▶ Instructions for the task: Reproduce every line of the rows below verbatim, omitting the pictures.

[Location annotation dataset excerpt]
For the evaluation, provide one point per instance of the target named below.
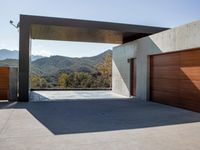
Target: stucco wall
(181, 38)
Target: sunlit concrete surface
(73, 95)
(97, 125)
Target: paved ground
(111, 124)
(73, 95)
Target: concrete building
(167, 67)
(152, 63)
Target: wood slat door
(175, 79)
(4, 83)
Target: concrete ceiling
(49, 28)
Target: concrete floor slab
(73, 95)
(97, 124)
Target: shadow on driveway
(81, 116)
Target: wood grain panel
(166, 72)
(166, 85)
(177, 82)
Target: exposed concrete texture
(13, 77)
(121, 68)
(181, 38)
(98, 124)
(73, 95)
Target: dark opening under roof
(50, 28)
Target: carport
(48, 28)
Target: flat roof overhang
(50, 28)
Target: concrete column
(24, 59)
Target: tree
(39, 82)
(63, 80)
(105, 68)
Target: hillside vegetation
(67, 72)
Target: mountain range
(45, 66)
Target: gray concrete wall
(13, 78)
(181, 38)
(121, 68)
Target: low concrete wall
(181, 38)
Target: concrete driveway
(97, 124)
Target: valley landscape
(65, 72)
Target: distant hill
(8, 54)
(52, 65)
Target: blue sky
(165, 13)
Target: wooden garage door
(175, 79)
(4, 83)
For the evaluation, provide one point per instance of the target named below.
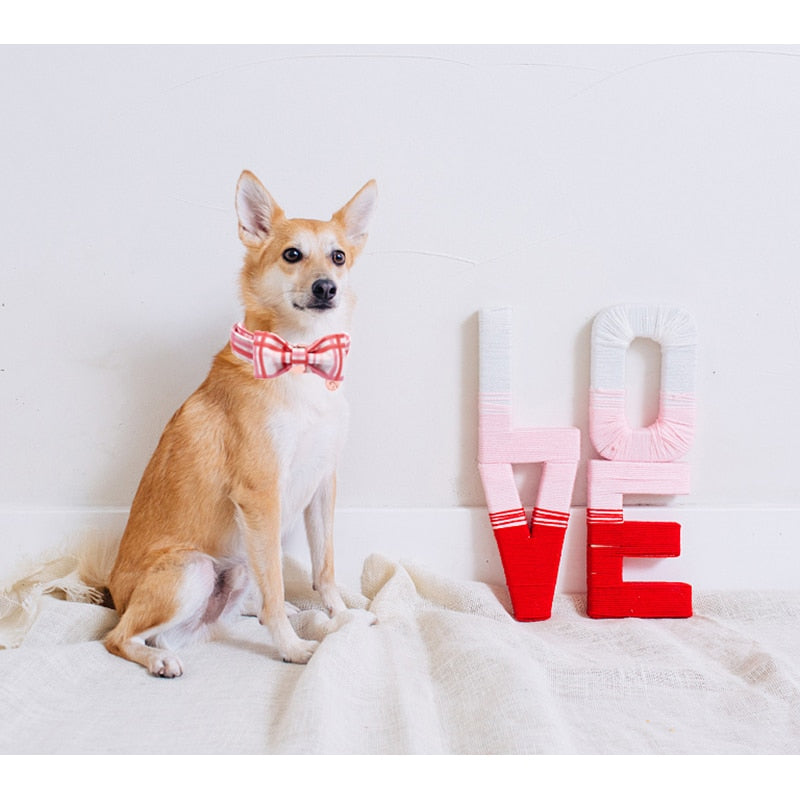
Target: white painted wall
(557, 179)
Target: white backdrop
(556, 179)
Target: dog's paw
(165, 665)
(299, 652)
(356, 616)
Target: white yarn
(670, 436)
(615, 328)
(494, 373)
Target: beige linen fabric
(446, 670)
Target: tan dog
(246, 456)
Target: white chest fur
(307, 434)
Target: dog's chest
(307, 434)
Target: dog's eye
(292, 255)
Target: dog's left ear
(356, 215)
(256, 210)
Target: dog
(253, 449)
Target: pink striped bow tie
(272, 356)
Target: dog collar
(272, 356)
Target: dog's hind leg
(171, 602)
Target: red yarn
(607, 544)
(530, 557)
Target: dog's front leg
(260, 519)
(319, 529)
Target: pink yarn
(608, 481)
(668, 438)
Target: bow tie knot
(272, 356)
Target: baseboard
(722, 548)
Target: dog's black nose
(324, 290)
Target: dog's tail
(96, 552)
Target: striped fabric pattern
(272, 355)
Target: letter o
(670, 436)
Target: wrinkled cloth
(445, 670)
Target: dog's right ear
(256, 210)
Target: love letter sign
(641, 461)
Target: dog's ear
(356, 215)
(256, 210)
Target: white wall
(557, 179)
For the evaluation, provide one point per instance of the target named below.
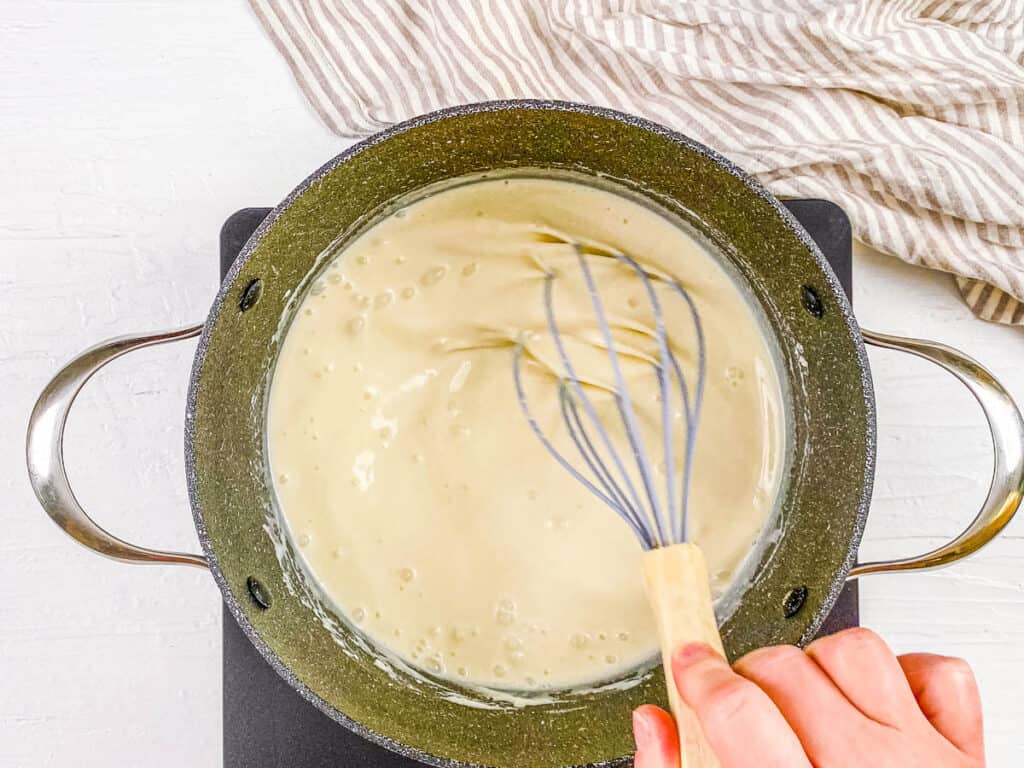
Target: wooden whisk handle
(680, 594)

▶ Correct result:
For the evaluation, provide one point per instance of the target named below.
Target: stucco wall
(181, 38)
Target: sunlit concrete surface
(73, 95)
(97, 125)
Target: paved ground
(111, 124)
(73, 95)
Target: concrete building
(167, 67)
(152, 63)
Target: wood slat door
(175, 79)
(4, 83)
Target: concrete ceiling
(49, 28)
Target: concrete floor slab
(73, 95)
(97, 124)
Target: shadow on driveway
(81, 116)
Target: wood grain panel
(166, 72)
(166, 85)
(177, 82)
Target: exposed concrete texture
(13, 77)
(121, 68)
(181, 38)
(98, 124)
(73, 95)
Target: dark opening under roof
(50, 28)
Target: carport
(48, 28)
Target: flat roof overhang
(50, 28)
Target: concrete column
(24, 59)
Target: tree
(39, 82)
(63, 80)
(105, 68)
Target: hillside vegetation
(67, 72)
Target: mountain range
(45, 66)
Target: gray concrete wall
(13, 78)
(181, 38)
(121, 68)
Target: low concrete wall
(181, 38)
Target: concrete driveway
(97, 124)
Target: valley landscape
(65, 72)
Target: distant hill
(8, 54)
(52, 65)
Target: blue sky
(165, 13)
Target: wooden garage door
(175, 79)
(4, 83)
For the evaluation, provide one point per instance of the target named below.
Target: white painted wall
(557, 179)
Target: white backdrop
(556, 179)
Target: dog's paw
(165, 665)
(299, 652)
(356, 616)
Target: white yarn
(670, 436)
(615, 328)
(494, 373)
Target: beige linen fabric
(446, 670)
Target: tan dog
(246, 456)
Target: white chest fur
(307, 434)
Target: dog's chest
(307, 434)
Target: dog's eye
(292, 255)
Target: dog's left ear
(356, 215)
(256, 210)
Target: dog
(253, 449)
Target: pink striped bow tie
(272, 356)
Target: dog collar
(272, 356)
Target: dog's hind leg
(171, 602)
Target: red yarn
(607, 544)
(530, 557)
Target: dog's front leg
(260, 519)
(319, 529)
Target: pink yarn
(608, 481)
(668, 438)
Target: bow tie knot
(272, 356)
Target: baseboard
(722, 548)
Target: dog's black nose
(324, 290)
Target: dog's tail
(96, 552)
Target: striped fabric pattern
(272, 355)
Target: letter o
(670, 436)
Target: wrinkled cloth
(445, 670)
Target: dog's right ear
(256, 210)
Target: love letter sign
(641, 461)
Target: dog's ear
(356, 215)
(256, 210)
Target: white wall
(557, 179)
For the evaluation, provide one point per instance of the target named below.
Target: wooden whisk handle
(680, 594)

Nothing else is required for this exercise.